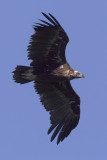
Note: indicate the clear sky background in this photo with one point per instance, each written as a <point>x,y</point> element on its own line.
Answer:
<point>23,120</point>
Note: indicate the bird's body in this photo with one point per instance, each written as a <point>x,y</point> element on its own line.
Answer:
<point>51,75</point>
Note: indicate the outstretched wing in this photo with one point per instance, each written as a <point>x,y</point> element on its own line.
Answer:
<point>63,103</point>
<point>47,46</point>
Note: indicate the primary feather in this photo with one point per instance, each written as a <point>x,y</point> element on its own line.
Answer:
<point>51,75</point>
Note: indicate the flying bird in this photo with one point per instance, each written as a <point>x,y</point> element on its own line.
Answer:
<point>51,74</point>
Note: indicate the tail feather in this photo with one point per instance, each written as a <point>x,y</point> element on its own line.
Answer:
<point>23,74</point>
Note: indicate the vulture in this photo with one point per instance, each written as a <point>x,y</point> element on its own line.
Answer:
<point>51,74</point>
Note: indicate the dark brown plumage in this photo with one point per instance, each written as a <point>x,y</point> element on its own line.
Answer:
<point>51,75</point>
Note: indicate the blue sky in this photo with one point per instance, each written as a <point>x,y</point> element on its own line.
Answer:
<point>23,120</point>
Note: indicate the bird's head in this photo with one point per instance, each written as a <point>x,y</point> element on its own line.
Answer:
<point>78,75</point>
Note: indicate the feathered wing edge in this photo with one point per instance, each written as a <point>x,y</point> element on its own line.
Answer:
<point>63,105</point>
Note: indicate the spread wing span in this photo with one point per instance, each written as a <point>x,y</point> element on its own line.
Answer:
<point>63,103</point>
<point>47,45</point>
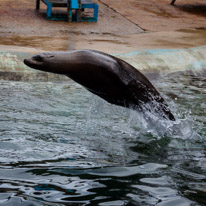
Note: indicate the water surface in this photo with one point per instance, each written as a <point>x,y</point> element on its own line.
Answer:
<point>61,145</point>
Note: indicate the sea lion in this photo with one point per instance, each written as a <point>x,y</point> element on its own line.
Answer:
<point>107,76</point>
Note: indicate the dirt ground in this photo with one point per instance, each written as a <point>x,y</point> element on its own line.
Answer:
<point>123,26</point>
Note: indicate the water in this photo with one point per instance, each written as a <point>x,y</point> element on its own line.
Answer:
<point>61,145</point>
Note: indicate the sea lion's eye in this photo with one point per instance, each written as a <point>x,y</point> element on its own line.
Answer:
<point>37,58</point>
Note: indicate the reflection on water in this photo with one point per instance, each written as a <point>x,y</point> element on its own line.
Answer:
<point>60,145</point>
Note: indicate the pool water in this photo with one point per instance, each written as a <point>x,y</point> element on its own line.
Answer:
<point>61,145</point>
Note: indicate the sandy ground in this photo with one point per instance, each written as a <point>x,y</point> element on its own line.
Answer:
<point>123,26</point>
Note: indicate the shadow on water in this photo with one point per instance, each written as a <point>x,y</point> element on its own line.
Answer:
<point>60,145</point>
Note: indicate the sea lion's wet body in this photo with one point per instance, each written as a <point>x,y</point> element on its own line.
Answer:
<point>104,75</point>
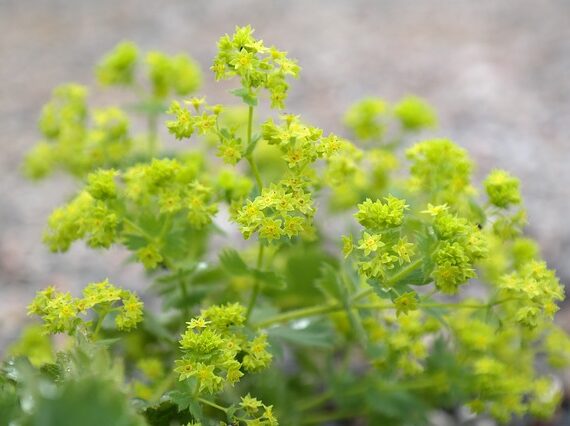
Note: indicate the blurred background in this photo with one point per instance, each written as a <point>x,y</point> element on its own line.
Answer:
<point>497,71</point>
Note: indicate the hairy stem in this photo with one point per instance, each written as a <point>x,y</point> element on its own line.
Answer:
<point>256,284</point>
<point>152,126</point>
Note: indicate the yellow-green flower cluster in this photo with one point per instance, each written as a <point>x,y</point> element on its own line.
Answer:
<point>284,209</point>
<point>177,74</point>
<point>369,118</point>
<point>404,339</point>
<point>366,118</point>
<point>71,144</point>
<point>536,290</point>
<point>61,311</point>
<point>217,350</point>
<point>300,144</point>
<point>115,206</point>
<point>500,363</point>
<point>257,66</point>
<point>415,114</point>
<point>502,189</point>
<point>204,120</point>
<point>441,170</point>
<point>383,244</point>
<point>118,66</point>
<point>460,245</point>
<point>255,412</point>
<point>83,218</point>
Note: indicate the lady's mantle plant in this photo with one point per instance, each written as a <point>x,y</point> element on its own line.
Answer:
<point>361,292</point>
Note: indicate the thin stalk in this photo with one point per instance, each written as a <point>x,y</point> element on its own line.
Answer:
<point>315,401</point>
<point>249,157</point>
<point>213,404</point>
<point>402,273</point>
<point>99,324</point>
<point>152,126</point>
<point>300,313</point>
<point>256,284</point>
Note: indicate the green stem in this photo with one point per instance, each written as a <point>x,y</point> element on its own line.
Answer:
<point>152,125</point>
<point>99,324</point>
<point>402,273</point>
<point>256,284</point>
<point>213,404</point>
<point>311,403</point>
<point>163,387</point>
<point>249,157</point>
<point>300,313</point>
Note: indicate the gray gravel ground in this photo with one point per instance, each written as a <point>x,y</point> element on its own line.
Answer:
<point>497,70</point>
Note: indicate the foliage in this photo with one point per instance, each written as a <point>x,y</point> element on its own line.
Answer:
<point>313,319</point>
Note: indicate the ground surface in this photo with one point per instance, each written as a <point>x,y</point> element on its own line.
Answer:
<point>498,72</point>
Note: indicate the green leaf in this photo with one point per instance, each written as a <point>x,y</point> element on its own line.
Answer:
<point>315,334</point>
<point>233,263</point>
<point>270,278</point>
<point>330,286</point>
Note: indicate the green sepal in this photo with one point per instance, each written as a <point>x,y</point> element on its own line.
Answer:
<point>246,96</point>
++++++++++++++++++++
=== Challenge ===
Rewrite the entire listing above as a numbered list with one line per item, skipping blank lines and leaving out the pictures.

=== Written response ===
1. Note: indicate the clear sky background in this photo with one point per instance, each written as a <point>x,y</point> element on its own line.
2. Answer:
3. <point>23,120</point>
4. Note: indicate the bird's body in this photo with one point per instance, each written as a <point>x,y</point> element on its own line.
5. Answer:
6. <point>51,75</point>
7. Note: indicate the outstretched wing in this photo with one point per instance, each written as a <point>x,y</point> element on its own line.
8. Answer:
9. <point>63,103</point>
10. <point>47,46</point>
11. Note: indicate the primary feather in this photo with one point per instance, each written as a <point>x,y</point> element on its own line.
12. Answer:
13. <point>51,75</point>
14. Note: indicate the flying bird in this photo with one point per instance, each written as a <point>x,y</point> element on its own line.
15. Answer:
16. <point>51,74</point>
17. Note: indicate the tail feather in this photo with one point per instance, each written as a <point>x,y</point> element on its own line.
18. Answer:
19. <point>23,74</point>
20. Note: indicate the vulture in this photo with one point per instance, each written as a <point>x,y</point> element on its own line.
21. Answer:
22. <point>51,74</point>
23. Note: indicate the dark brown plumage in this photo with one point per instance, each written as a <point>x,y</point> element on its own line.
24. Answer:
25. <point>51,75</point>
26. Note: indicate the blue sky in this photo with one point per instance, each written as a <point>x,y</point> element on its own line.
27. Answer:
28. <point>23,120</point>
29. Note: indicate the bird's head in this photo with one point per instance, each written as a <point>x,y</point> element on its own line.
30. Answer:
31. <point>78,75</point>
32. Note: indicate the feathered wing edge in this photo with one point per instance, each written as a <point>x,y</point> element on its own line.
33. Answer:
34. <point>63,105</point>
35. Note: indicate the spread wing span in this photo with one point per instance, each written as a <point>x,y</point> element on its own line.
36. Answer:
37. <point>63,103</point>
38. <point>47,45</point>
39. Note: indicate the water surface in this photo with one point per instance, each written as a <point>x,y</point> element on its own line.
40. Answer:
41. <point>61,145</point>
42. Note: indicate the sea lion in this photo with one point per instance, each written as a <point>x,y</point> element on its own line.
43. Answer:
44. <point>107,76</point>
45. Note: indicate the dirt ground in this photo with one point per instance, each written as a <point>x,y</point> element on its own line.
46. Answer:
47. <point>123,26</point>
48. Note: indicate the water in this photo with one point per instance, each written as a <point>x,y</point> element on its own line.
49. Answer:
50. <point>61,145</point>
51. Note: indicate the sea lion's eye in this photo with one point per instance, each written as a <point>x,y</point> element on its own line.
52. Answer:
53. <point>37,58</point>
54. Note: indicate the reflection on water in this photo with one point per instance, each written as a <point>x,y</point> element on its own line.
55. Answer:
56. <point>60,145</point>
57. Note: indicate the pool water in this photo with one point per instance, each written as a <point>x,y</point> element on its own line.
58. Answer:
59. <point>61,145</point>
60. Note: indicate the sandy ground in this photo with one point per instance, each written as a <point>x,y</point> element on its own line.
61. Answer:
62. <point>123,26</point>
63. Note: indicate the shadow on water in this photo with one point per instance, each written as a <point>x,y</point> element on its own line.
64. Answer:
65. <point>60,145</point>
66. Note: indicate the sea lion's wet body in this photo with one point per instance, each written as a <point>x,y</point> element on its own line.
67. Answer:
68. <point>104,75</point>
69. Note: indicate the blurred background in this photo with one point per instance, each written as a <point>x,y</point> element on its own line.
70. Answer:
71. <point>497,71</point>
72. Note: indicate the hairy stem in this photo with one point per instance, each written as a <point>x,y</point> element on its own line.
73. Answer:
74. <point>256,284</point>
75. <point>152,126</point>
76. Note: indicate the yellow-green flower cluster in this photo with one point per instance, each written as a <point>x,y</point> element on its own line.
77. Answer:
78. <point>284,209</point>
79. <point>177,74</point>
80. <point>369,118</point>
81. <point>404,339</point>
82. <point>366,118</point>
83. <point>71,144</point>
84. <point>536,290</point>
85. <point>61,311</point>
86. <point>217,350</point>
87. <point>300,144</point>
88. <point>115,206</point>
89. <point>500,363</point>
90. <point>257,66</point>
91. <point>415,114</point>
92. <point>502,189</point>
93. <point>204,120</point>
94. <point>441,170</point>
95. <point>383,244</point>
96. <point>118,66</point>
97. <point>460,245</point>
98. <point>255,412</point>
99. <point>83,218</point>
100. Note: indicate the lady's mantle plant in this photo with one point per instance, each written as a <point>x,y</point> element on its own line.
101. Answer:
102. <point>361,292</point>
103. Note: indicate the thin stalk in this photo with one point per instance, each written as a <point>x,y</point> element on its own line.
104. Answer:
105. <point>315,401</point>
106. <point>249,157</point>
107. <point>213,404</point>
108. <point>402,273</point>
109. <point>99,324</point>
110. <point>152,126</point>
111. <point>300,313</point>
112. <point>256,284</point>
113. Note: indicate the green stem in this photo with one point per instance, each written as a <point>x,y</point> element on its own line.
114. Answer:
115. <point>152,125</point>
116. <point>99,324</point>
117. <point>402,273</point>
118. <point>256,284</point>
119. <point>213,404</point>
120. <point>311,403</point>
121. <point>163,387</point>
122. <point>249,157</point>
123. <point>300,313</point>
124. Note: indicate the gray gravel ground in this photo with one point per instance, each written as a <point>x,y</point> element on its own line.
125. Answer:
126. <point>497,70</point>
127. Note: indicate the foliage in this photo with one point per instance, each written as a <point>x,y</point> element on its own line.
128. Answer:
129. <point>313,319</point>
130. Note: indicate the ground surface in this photo with one point per instance, each written as a <point>x,y</point> element on its own line.
131. Answer:
132. <point>498,72</point>
133. Note: indicate the green leaf in this photo with one point per instance, each written as a <point>x,y</point> element on its own line.
134. Answer:
135. <point>315,334</point>
136. <point>233,263</point>
137. <point>270,278</point>
138. <point>330,286</point>
139. Note: indicate the green sepal in this photo with one point per instance, each written as a <point>x,y</point> element on its own line.
140. Answer:
141. <point>246,96</point>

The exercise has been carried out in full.